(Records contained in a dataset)
════════════════

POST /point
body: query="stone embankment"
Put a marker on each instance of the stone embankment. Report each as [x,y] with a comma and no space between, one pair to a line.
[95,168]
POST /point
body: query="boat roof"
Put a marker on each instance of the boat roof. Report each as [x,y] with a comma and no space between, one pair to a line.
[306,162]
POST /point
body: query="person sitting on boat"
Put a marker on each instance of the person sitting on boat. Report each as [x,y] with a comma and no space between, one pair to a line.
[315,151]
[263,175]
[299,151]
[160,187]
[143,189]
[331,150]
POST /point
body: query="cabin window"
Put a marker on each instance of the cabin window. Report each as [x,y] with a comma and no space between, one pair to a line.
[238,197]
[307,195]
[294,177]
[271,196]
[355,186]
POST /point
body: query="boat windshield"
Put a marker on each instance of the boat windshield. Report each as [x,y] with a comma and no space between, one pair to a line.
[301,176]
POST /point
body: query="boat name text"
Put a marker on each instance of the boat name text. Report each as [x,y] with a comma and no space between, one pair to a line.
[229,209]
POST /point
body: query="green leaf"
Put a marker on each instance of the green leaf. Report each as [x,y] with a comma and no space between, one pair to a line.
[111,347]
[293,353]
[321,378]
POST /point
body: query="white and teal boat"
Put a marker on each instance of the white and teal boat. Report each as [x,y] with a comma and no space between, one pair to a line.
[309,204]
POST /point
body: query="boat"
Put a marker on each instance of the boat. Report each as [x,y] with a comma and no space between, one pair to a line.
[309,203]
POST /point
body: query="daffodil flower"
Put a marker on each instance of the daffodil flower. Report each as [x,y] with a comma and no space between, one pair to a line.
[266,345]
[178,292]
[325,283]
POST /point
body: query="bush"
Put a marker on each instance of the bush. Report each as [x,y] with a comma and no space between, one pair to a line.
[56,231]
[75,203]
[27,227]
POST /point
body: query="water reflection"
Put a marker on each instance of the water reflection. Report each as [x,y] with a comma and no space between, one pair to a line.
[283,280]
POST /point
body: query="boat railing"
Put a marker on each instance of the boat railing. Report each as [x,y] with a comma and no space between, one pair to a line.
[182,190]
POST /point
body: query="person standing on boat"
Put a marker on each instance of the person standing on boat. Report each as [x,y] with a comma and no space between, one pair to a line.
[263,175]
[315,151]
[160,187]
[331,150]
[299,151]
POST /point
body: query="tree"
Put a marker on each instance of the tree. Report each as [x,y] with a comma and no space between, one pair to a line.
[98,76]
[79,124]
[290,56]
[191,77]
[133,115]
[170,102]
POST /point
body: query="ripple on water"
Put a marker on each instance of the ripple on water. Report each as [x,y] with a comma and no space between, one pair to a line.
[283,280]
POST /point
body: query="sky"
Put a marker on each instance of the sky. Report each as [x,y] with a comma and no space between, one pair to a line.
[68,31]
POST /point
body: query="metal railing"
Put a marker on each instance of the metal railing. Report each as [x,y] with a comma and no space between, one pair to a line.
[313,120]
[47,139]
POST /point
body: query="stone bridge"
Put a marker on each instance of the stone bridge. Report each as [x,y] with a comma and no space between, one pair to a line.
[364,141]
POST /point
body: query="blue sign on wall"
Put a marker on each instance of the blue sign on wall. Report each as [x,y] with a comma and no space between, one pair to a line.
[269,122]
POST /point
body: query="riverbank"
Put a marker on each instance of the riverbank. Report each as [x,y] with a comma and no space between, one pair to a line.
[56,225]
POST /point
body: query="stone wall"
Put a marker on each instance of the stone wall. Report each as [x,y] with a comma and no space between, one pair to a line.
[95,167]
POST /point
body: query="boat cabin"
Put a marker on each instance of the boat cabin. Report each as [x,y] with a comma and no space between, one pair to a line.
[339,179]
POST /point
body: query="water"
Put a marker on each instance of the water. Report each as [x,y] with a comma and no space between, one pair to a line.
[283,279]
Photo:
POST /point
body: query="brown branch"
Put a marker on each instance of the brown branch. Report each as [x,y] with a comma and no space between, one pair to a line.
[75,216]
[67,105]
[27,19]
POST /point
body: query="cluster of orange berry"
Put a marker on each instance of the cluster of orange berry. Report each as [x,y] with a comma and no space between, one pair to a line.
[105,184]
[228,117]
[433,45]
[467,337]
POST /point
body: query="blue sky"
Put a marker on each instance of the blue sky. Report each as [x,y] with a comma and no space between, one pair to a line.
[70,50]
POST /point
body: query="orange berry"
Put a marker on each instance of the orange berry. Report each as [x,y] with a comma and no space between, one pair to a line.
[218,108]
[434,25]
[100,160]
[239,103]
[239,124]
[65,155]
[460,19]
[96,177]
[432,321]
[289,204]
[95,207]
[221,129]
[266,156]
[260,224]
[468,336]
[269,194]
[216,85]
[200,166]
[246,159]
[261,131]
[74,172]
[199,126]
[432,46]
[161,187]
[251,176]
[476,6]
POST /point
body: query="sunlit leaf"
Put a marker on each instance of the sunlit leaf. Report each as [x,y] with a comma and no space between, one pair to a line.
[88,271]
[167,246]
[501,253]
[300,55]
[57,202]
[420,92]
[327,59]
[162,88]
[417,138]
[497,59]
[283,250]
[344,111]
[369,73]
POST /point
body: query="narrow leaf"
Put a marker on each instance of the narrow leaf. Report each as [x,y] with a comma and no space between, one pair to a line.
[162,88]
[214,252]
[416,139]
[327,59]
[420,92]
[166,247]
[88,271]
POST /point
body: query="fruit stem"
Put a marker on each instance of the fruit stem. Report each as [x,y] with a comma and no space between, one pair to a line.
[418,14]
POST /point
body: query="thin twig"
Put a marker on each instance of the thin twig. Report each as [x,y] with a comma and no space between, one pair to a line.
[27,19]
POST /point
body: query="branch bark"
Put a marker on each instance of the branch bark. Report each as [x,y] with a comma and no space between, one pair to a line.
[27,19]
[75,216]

════════════════

• Work instructions:
Send back each record exactly as it stands.

• Reply:
POST /point
body: query="stone embankment"
Put a marker on each instance of the stone embankment. Report each as [x,y] with a comma and no space between, one pair to a line.
[95,168]
POST /point
body: query="boat roof"
Put a marker on each instance of the boat roof. Report each as [x,y] with a comma and no space between, one pair to a line.
[306,162]
POST /point
body: query="person sitting on boat"
Put a marker on each instance of the person sitting on boat. Report each as [x,y] with a comma and no space between, one pair to a line.
[315,151]
[263,175]
[299,151]
[160,187]
[143,189]
[331,150]
POST /point
body: query="cabin window"
Put a marker on each instance of the cabin window. Report each as [x,y] with a comma and no space between, one pair to a line.
[238,197]
[307,195]
[294,177]
[271,196]
[355,186]
POST /point
body: query="boat windshield"
Put a marker on each instance of the boat windshield. Report each as [x,y] with a comma and no space between, one pair to a line.
[301,176]
POST /point
body: query="boat name text"
Put a marker on each instance of the boat name text. Report each as [x,y] with a comma and no space between, one pair to a line.
[229,209]
POST /point
body: query="green leaf"
Put a marker on each instance of the green leaf. Report each as [x,y] with a comma and no space between, one pair to a line.
[111,347]
[293,353]
[321,378]
POST /point
body: query="white and teal boat"
Put a marker on each instance of the white and teal boat. Report each as [x,y] with a comma and no space between, one pair to a line.
[309,204]
POST /point
body: query="boat"
Put a marker on each instance of the boat. Report each as [x,y] with a comma and no space between, one pair to a line.
[309,203]
POST /point
body: query="daffodil flower"
Put a marker on each instance of the daffodil flower. Report each as [x,y] with a comma and no space between, one pair to a line.
[266,345]
[178,292]
[325,283]
POST /point
body: query="bush"
Put a marker on each instance of the bush. Report each as [x,y] with a comma and no space between, one pair to a line.
[56,231]
[75,203]
[27,227]
POST /point
body: query="water reflection"
Put a marker on each instance of the water reflection. Report each as [x,y] with a comma and no space between, one pair to a line.
[283,280]
POST /point
body: query="boat railing"
Put a marker on each instance of the boat railing. Report each as [x,y] with a comma and no space between, one pair to a line.
[182,190]
POST /point
body: query="person standing on boat"
Put a marker on each instance of the person standing on boat. Report each as [x,y] with a comma and no space between, one pair to a line.
[263,175]
[315,151]
[160,187]
[331,150]
[299,151]
POST /point
body: query="tree"
Put a marker on each instance of the tree. Report each as [x,y] with a comma and no space between, one pair to a line.
[98,76]
[79,124]
[290,56]
[191,77]
[133,115]
[170,102]
POST /point
body: query="ripple on water"
Put a marker on each instance of the ripple on water. Report each as [x,y] with a comma and no space between, one pair to a line.
[283,280]
POST /point
body: query="sky"
Put a marker on each instance of the sky. Report each as [x,y] with a comma and no space between, one pair to a line.
[68,31]
POST /point
body: query="metal railing"
Put a marker on each instance of the metal railing. Report each as [x,y] with a comma and no space between, one pair to a line.
[313,120]
[47,139]
POST /point
body: query="stone bridge"
Put a marker on each instance of the stone bridge. Report each as [x,y] with a comma and no space between, one pair to a line.
[364,141]
POST /point
body: query="blue sign on wall"
Put a marker on each instance of the blue sign on wall. Report each as [x,y] with a comma and no space between, one pair to a line.
[269,122]
POST /point
body: query="riverbank"
Put a marker on each instance of the riverbank. Report each as [x,y] with a comma and no space between, one pair to a line.
[56,225]
POST /point
body: query="stone wall"
Put a marker on each instance of the stone wall. Report each as [x,y] with a comma and no space between, one pair to a line.
[95,167]
POST /point
body: query="boat cabin"
Put a marker on each instance of the boat cabin. Report each as [x,y] with a comma and no space between, one pair to a line.
[339,179]
POST /point
body: query="water"
Put a marker on each instance of the water. Report each as [x,y] with a comma and no space between, one pair to a line.
[283,279]
Photo:
POST /point
body: query="brown branch"
Put a marker on each instance of the brown branch. Report each as [x,y] with a comma and no space between, one pair to a line.
[75,216]
[67,105]
[27,19]
POST /point
body: query="cluster of orange berry"
Put a marker on each instance of the cluster of orange berry. Report each as [x,y] with a comma and no space between, one pair to a line.
[105,184]
[228,117]
[433,45]
[467,337]
POST /point
body: query="blue sky"
Put a marker on each instance of the blue sky. Report each as [x,y] with a comma and no space between, one pair to a line.
[70,50]
POST /point
body: query="orange berry"
Put a marker on each instance of the orange berry. Report each as [x,y] with a comma and no space between, one pair to a line.
[218,108]
[434,25]
[100,160]
[239,103]
[239,124]
[65,155]
[460,19]
[96,177]
[432,321]
[289,204]
[95,207]
[221,129]
[266,156]
[260,224]
[468,336]
[269,194]
[216,85]
[200,166]
[246,159]
[261,131]
[74,172]
[199,126]
[432,46]
[161,187]
[251,176]
[476,6]
POST /point
body: query="sunlit leaf"
Put a marker on each instance of the sunlit leaf. Report each as [x,y] with a comma and no space between, one pair to a line.
[88,271]
[167,246]
[501,253]
[300,55]
[57,202]
[420,92]
[327,59]
[162,88]
[417,138]
[497,59]
[283,250]
[344,111]
[369,73]
POST /point
body: query="narrow leaf"
Put a marker on each instance of the narrow leaf. Report each as [x,y] with a comma and no space between, one pair to a line.
[162,88]
[214,252]
[416,139]
[327,59]
[420,92]
[166,247]
[88,271]
POST /point
body: query="fruit stem"
Put a marker on each instance of the fruit stem. Report each as [x,y] with a comma and no space between, one pair to a line.
[418,14]
POST /point
body: query="thin twig"
Put a marker on each instance of the thin twig. Report each as [x,y] with a comma and no space between, one pair to a line.
[27,19]
POST /point
body: query="branch bark"
Put a marker on each instance of the branch bark. Report each as [x,y] with a comma and no space between, one pair to a line.
[27,19]
[75,216]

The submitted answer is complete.